= WHAT IS BEING ASKED =
Please repeat exactly the lines below from the one containing "Phrase: carved floral applique" down to the one containing "of the decorative", both included, and nothing else.

= GIVEN DATA =
____

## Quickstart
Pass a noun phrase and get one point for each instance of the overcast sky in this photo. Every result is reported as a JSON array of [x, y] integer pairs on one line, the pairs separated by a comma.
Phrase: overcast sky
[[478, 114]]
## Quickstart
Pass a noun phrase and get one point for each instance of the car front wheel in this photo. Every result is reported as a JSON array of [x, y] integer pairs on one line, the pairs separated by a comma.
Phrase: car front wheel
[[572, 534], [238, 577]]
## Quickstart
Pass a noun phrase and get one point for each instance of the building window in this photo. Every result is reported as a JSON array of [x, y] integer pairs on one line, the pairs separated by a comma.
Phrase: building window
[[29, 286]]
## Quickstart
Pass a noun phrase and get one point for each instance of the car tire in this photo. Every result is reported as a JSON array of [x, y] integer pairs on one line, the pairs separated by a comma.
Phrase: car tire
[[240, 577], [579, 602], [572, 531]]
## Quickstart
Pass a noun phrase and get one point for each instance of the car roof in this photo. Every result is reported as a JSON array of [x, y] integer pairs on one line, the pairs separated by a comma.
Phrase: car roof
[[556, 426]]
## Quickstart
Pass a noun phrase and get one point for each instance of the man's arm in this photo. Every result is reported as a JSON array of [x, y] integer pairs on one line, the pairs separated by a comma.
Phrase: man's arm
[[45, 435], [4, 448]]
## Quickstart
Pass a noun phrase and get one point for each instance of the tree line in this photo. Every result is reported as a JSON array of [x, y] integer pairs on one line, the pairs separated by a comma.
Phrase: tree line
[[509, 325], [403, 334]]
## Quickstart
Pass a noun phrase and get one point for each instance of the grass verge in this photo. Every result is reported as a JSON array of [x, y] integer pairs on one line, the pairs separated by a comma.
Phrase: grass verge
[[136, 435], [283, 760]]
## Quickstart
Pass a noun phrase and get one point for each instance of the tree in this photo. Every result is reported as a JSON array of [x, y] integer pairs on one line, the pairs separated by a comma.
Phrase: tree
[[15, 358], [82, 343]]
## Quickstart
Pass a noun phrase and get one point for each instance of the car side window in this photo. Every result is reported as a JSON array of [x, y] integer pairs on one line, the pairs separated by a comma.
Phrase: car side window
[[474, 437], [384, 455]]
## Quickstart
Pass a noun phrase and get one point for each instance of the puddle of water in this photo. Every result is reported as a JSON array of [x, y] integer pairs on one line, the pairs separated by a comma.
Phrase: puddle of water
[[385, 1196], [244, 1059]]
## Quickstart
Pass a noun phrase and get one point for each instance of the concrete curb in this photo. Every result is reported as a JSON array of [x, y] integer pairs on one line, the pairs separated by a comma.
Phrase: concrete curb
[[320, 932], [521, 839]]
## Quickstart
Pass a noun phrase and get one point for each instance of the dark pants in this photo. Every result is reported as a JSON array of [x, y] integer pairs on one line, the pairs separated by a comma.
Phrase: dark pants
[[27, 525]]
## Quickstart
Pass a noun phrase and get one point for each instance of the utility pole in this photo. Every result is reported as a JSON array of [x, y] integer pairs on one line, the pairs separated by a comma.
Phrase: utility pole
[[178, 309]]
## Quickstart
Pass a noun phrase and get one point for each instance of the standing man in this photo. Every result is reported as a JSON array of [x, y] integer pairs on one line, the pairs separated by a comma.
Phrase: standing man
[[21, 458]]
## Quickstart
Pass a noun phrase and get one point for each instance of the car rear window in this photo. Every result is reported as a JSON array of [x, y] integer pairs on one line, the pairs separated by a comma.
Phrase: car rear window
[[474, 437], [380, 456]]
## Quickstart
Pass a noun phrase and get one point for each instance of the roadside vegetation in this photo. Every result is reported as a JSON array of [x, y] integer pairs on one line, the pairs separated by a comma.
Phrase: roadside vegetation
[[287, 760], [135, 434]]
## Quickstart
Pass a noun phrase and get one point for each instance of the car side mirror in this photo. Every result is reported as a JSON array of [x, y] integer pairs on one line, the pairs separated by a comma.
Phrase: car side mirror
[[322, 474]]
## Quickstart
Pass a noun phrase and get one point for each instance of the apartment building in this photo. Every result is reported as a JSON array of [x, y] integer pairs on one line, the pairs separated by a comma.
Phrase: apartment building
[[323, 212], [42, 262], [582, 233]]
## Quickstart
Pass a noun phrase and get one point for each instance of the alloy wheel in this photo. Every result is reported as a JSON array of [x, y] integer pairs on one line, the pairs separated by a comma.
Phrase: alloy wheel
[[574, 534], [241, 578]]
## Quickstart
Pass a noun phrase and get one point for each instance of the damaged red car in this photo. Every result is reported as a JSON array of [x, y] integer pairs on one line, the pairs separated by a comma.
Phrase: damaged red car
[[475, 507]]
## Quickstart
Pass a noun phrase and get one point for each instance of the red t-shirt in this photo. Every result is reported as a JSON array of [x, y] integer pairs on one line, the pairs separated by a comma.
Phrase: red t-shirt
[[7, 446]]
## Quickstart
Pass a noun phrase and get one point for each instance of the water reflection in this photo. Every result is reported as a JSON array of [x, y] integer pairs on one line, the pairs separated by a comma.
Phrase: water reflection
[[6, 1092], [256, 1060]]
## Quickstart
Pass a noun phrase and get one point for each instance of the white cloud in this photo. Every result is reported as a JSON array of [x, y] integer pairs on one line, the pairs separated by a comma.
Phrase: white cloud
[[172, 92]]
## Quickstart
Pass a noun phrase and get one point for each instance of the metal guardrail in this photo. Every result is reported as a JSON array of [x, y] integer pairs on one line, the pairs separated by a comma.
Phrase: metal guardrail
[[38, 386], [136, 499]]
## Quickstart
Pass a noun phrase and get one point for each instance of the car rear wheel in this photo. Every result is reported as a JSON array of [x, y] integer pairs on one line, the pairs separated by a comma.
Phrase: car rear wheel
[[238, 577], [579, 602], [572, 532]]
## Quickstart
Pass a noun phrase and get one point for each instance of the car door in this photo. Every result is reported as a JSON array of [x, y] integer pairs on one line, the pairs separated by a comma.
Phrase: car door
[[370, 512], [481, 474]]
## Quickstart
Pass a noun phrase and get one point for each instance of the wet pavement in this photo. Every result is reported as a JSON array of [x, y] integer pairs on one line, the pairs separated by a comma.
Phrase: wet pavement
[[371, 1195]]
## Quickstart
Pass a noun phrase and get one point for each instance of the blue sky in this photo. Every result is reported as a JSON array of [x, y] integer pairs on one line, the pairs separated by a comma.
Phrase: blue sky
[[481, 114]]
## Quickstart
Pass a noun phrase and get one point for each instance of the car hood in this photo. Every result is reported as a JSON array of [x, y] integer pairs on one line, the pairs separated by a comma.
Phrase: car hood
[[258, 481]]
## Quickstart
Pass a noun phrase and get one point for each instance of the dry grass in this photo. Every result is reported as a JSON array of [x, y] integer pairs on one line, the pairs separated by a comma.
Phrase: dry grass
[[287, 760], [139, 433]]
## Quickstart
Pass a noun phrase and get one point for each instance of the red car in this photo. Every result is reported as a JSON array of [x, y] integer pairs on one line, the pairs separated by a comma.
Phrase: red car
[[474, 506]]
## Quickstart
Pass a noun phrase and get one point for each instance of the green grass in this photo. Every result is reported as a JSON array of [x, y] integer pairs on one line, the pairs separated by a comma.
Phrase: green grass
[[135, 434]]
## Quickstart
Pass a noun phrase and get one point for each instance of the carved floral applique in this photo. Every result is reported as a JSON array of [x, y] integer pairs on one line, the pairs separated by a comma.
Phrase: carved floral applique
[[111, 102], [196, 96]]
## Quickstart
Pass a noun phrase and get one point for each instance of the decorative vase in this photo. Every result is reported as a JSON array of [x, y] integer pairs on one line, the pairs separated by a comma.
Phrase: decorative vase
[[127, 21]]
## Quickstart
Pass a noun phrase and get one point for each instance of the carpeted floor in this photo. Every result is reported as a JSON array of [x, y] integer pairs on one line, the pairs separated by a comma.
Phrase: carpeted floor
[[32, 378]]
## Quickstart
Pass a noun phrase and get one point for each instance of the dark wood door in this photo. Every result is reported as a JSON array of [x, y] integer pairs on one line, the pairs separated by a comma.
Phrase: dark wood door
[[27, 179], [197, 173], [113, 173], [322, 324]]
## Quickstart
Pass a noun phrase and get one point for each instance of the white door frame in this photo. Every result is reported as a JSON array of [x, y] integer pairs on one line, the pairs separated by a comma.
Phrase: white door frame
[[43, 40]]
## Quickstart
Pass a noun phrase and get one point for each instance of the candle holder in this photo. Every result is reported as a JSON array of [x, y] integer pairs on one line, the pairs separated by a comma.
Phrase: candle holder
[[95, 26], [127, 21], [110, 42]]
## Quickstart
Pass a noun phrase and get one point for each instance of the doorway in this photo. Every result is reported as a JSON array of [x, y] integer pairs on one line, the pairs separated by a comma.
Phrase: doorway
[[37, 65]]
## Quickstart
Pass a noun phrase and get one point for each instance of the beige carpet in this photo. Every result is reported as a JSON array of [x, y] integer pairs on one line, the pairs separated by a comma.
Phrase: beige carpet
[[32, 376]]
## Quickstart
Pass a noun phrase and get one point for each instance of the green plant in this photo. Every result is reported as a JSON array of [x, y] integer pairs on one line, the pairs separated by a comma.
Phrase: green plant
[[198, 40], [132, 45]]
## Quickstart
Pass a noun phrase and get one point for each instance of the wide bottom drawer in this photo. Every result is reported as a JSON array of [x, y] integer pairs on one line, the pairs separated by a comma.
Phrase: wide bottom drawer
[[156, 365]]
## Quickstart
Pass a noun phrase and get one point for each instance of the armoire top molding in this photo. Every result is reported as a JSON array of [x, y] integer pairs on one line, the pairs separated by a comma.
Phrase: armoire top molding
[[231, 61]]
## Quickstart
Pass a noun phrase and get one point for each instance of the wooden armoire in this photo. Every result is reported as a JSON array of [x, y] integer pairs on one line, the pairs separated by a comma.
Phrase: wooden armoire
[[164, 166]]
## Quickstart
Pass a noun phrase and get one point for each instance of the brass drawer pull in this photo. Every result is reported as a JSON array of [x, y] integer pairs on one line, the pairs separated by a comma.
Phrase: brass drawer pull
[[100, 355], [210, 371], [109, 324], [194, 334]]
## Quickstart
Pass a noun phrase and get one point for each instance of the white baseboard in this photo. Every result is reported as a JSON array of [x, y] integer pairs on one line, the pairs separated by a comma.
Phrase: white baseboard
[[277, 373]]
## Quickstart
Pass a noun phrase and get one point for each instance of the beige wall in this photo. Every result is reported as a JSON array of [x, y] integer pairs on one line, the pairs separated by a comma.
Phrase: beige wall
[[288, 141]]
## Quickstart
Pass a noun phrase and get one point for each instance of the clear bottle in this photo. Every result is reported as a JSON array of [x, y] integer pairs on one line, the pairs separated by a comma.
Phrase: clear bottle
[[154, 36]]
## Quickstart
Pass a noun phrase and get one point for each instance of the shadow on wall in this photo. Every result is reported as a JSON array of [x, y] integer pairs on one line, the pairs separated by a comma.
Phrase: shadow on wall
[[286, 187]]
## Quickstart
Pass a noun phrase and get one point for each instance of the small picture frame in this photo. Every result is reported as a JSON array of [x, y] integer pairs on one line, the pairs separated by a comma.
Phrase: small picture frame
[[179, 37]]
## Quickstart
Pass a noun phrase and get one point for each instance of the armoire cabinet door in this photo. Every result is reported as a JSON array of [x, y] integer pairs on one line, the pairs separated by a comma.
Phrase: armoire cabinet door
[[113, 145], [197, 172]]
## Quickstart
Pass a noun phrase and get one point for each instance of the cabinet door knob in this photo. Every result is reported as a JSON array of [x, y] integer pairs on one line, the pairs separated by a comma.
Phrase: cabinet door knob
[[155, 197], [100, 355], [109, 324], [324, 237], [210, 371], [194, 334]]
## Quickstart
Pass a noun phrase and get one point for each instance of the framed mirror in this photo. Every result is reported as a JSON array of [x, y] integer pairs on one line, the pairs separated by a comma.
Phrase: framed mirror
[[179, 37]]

____

= OUTPUT OF THE TASK =
Phrase: carved floral applique
[[111, 102], [196, 96]]
## Quickstart
Pass a noun phrase and get one point for each instance of the decorative vase in this photo. Every result is reported as a JSON array of [x, y] integer pairs on one line, the pairs separated by a comma.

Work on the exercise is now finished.